Stored data entries
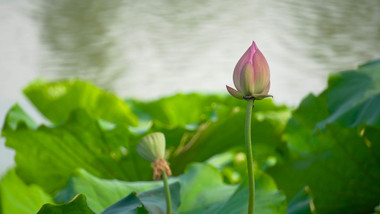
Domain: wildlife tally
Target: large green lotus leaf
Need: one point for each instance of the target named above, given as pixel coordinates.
(227, 132)
(152, 201)
(47, 156)
(353, 97)
(202, 190)
(17, 197)
(77, 205)
(178, 110)
(299, 130)
(197, 127)
(101, 193)
(342, 171)
(56, 101)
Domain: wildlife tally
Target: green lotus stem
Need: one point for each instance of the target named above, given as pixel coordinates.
(167, 193)
(251, 179)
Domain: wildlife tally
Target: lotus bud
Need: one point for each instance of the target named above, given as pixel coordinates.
(251, 76)
(152, 148)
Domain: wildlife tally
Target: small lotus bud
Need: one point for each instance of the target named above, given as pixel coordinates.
(160, 166)
(152, 146)
(251, 75)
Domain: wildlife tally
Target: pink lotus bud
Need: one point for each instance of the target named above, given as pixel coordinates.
(251, 75)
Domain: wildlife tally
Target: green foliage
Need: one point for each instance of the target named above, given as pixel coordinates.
(48, 155)
(146, 202)
(340, 165)
(202, 191)
(328, 146)
(302, 203)
(17, 197)
(77, 205)
(353, 97)
(57, 100)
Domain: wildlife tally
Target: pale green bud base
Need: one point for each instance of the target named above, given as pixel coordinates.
(251, 179)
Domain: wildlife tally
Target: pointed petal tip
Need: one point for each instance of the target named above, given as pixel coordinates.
(234, 92)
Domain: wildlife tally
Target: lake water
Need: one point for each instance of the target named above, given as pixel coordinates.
(147, 49)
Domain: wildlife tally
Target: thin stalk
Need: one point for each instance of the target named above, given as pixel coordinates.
(251, 179)
(167, 193)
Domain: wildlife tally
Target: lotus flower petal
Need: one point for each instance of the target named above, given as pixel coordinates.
(152, 146)
(261, 71)
(234, 92)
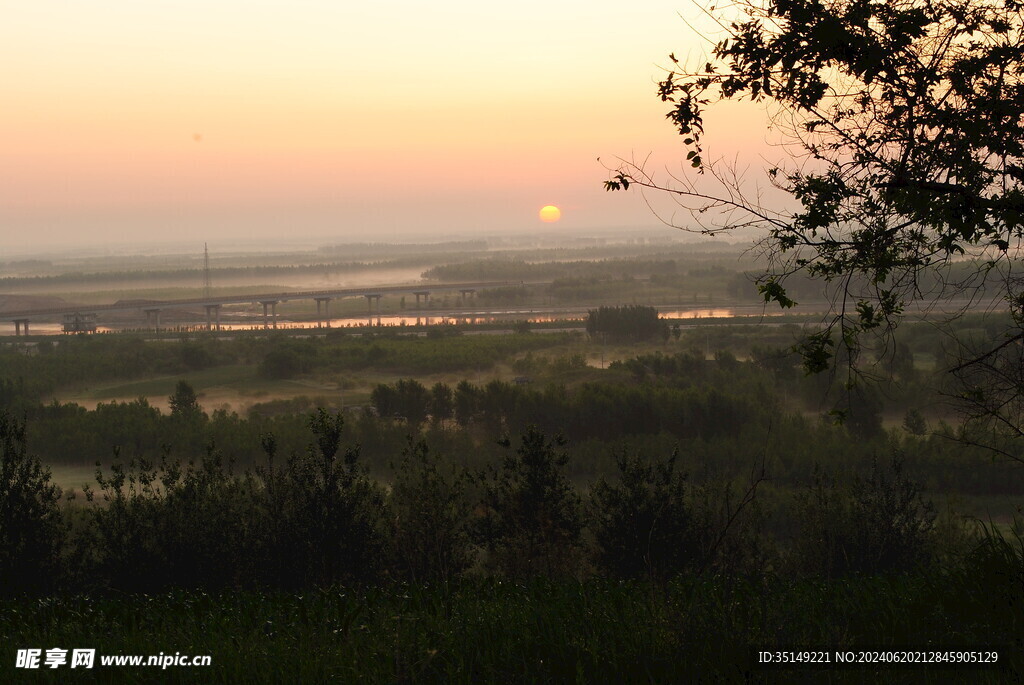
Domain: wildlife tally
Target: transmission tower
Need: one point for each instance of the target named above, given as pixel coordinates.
(206, 271)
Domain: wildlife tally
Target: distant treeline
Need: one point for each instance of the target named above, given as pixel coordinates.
(505, 268)
(196, 274)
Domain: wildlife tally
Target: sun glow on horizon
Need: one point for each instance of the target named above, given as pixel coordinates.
(550, 214)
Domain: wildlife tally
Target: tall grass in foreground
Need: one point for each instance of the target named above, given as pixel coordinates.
(559, 632)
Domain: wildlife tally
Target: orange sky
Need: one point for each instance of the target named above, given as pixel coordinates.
(186, 120)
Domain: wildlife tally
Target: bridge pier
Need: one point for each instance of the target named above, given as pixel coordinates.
(273, 310)
(370, 307)
(216, 309)
(327, 314)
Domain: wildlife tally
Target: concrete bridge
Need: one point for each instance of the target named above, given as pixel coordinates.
(152, 308)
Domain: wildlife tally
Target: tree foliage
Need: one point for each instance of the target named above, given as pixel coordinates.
(904, 123)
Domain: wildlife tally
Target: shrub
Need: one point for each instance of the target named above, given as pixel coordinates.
(31, 526)
(879, 524)
(325, 517)
(644, 524)
(432, 513)
(531, 522)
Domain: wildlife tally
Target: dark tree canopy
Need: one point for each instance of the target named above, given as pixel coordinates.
(904, 120)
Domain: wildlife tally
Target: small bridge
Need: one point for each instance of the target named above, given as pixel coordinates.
(153, 308)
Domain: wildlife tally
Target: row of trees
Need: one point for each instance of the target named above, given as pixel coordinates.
(627, 323)
(315, 518)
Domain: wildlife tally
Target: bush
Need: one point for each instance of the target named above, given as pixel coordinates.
(432, 513)
(644, 524)
(31, 526)
(325, 517)
(879, 524)
(183, 525)
(531, 522)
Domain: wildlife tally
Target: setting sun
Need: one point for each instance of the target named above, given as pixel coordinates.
(550, 214)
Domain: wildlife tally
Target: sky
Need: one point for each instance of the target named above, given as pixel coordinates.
(128, 122)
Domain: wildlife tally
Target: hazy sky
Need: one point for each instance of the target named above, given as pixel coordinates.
(181, 120)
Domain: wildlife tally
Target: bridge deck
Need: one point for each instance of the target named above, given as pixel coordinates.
(244, 299)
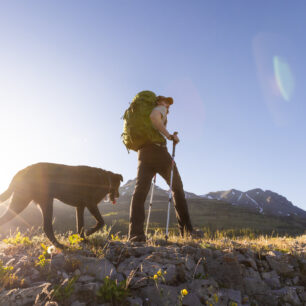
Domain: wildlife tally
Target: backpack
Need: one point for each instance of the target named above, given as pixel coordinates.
(138, 129)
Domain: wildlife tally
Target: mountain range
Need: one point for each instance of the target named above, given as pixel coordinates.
(257, 200)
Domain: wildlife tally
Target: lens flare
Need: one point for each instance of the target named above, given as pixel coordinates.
(284, 77)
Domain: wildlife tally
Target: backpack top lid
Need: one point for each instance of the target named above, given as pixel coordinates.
(138, 129)
(146, 95)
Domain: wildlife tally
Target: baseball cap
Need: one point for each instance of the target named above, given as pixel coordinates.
(169, 100)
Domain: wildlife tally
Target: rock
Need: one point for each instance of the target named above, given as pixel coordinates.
(58, 262)
(288, 294)
(191, 299)
(99, 268)
(203, 288)
(86, 279)
(86, 292)
(226, 271)
(77, 303)
(280, 265)
(134, 301)
(231, 295)
(18, 297)
(254, 286)
(164, 295)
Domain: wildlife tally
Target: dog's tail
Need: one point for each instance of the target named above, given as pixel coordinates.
(6, 194)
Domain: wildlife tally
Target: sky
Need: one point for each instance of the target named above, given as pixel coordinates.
(235, 69)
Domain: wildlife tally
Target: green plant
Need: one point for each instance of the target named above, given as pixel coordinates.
(18, 239)
(7, 278)
(113, 292)
(63, 291)
(75, 240)
(183, 293)
(43, 259)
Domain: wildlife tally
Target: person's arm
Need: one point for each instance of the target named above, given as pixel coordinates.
(156, 119)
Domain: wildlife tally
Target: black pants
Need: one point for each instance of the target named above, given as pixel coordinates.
(154, 159)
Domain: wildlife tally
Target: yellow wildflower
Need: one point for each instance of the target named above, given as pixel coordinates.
(184, 292)
(216, 298)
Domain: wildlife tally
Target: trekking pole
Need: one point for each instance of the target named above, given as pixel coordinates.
(170, 191)
(151, 200)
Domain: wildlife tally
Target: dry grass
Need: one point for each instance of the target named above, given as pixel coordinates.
(99, 242)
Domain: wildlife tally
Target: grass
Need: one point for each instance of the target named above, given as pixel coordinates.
(38, 246)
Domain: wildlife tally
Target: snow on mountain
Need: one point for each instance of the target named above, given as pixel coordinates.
(262, 201)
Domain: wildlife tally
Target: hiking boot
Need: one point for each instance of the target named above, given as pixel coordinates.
(196, 234)
(137, 238)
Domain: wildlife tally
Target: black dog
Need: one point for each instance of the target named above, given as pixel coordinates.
(78, 186)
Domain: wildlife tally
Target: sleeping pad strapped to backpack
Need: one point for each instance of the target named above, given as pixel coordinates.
(138, 129)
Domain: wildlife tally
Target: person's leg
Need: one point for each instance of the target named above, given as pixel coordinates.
(137, 211)
(180, 204)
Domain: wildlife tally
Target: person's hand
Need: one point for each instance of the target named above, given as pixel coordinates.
(174, 137)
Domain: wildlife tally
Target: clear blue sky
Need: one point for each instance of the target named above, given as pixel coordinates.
(236, 71)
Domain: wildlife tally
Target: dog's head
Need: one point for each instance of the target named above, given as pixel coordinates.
(114, 184)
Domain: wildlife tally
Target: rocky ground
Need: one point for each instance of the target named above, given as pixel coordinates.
(190, 272)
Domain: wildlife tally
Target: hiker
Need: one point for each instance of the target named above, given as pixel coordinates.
(153, 157)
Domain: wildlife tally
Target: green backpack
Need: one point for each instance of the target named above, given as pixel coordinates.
(138, 129)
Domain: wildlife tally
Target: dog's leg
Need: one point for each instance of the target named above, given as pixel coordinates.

TO DO: Above are the records; copy exactly the lines from the one with "Target: lotus flower petal" through the one with "Target: sun glow on horizon", including both, and nothing more. Leave out pictures.

EXERCISE OUTPUT:
Target: lotus flower petal
Need: one point for each instance of the target named above, given as pixel coordinates.
(152, 146)
(261, 71)
(234, 92)
Domain: wildlife tally
Target: transmission tower
Need: one point for each instance of the target named above, given as pixel coordinates.
(206, 271)
Domain: wildlife tally
Target: distant treeline
Need: one point for each instance of the target named above, given as pixel coordinates.
(505, 268)
(196, 274)
Domain: wildlife tally
Target: sun glow on horizon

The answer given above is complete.